* Named-object pointing records:
---------------

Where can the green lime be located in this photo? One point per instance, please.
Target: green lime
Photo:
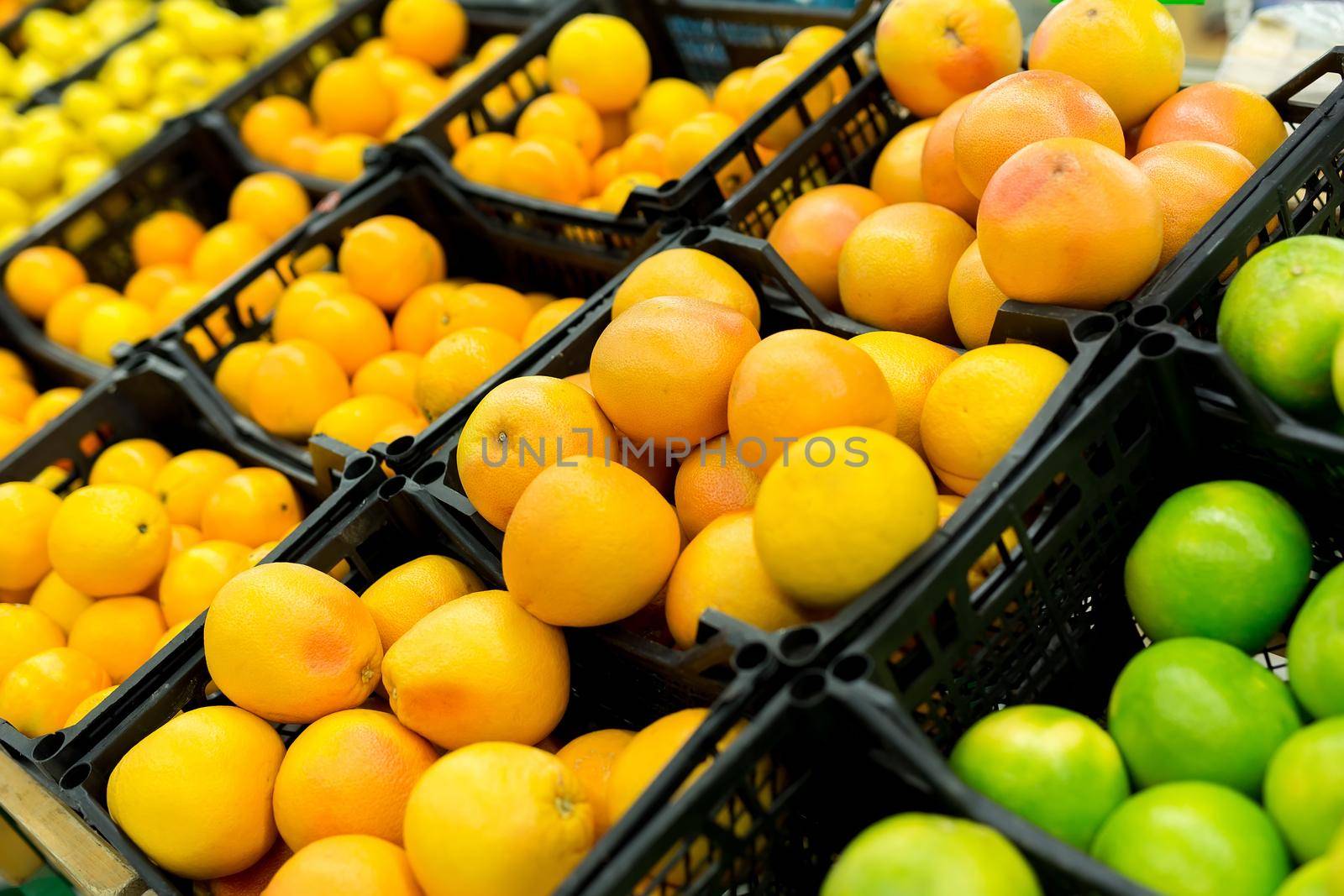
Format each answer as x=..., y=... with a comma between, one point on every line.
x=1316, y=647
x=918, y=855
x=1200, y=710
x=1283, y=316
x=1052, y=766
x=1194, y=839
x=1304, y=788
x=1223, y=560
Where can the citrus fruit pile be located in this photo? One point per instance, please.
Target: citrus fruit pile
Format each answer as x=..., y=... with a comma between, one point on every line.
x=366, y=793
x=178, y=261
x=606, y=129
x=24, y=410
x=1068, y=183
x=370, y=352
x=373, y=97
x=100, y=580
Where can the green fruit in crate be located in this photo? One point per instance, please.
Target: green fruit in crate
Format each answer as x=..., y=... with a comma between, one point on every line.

---------------

* Aim of the task:
Render the listing above as a JSON list of strings, with one string for each line and blank lines left out. Leave the pictures out of the list.

* Final result:
[
  "Where can the green lime be located in this photo? One point per instance, please.",
  "Target: green lime",
  "Photo:",
  "Format each answer as x=..., y=... with a comma between, one point on every line.",
  "x=1316, y=647",
  "x=918, y=855",
  "x=1200, y=710",
  "x=1283, y=316",
  "x=1052, y=766",
  "x=1194, y=839",
  "x=1304, y=788",
  "x=1223, y=560",
  "Where can the citrus fruit pile be located in this photo? One point per instance, please.",
  "Target: citrus fruit pile",
  "Format each answer as x=..., y=... with a comma between, one point on every line.",
  "x=366, y=793",
  "x=178, y=261",
  "x=606, y=129",
  "x=24, y=410",
  "x=1068, y=183",
  "x=370, y=352",
  "x=373, y=97",
  "x=100, y=580",
  "Where can the green fruit in crate be located in this photo? One point per instance, please.",
  "Target: green fruit in crate",
  "Format each answer as x=..., y=... with a comma between, one point on every line."
]